[Collection entries]
-----
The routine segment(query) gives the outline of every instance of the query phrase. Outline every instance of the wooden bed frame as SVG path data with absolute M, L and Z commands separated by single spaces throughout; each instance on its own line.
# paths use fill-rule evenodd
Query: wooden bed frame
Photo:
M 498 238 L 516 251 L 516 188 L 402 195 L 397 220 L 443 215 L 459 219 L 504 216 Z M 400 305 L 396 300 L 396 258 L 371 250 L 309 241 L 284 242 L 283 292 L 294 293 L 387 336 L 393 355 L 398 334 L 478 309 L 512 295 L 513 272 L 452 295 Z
-----
● Problem requirements: For every line in the data above that has the string "wooden", return that line.

● Solution to the problem:
The routine segment(query) gives the outline of every instance of the query phrase. Outline every instance of the wooden bed frame as SVG path data with absolute M, L and Z commands separated by single spaces throughout; each instance on its own line.
Query: wooden bed frame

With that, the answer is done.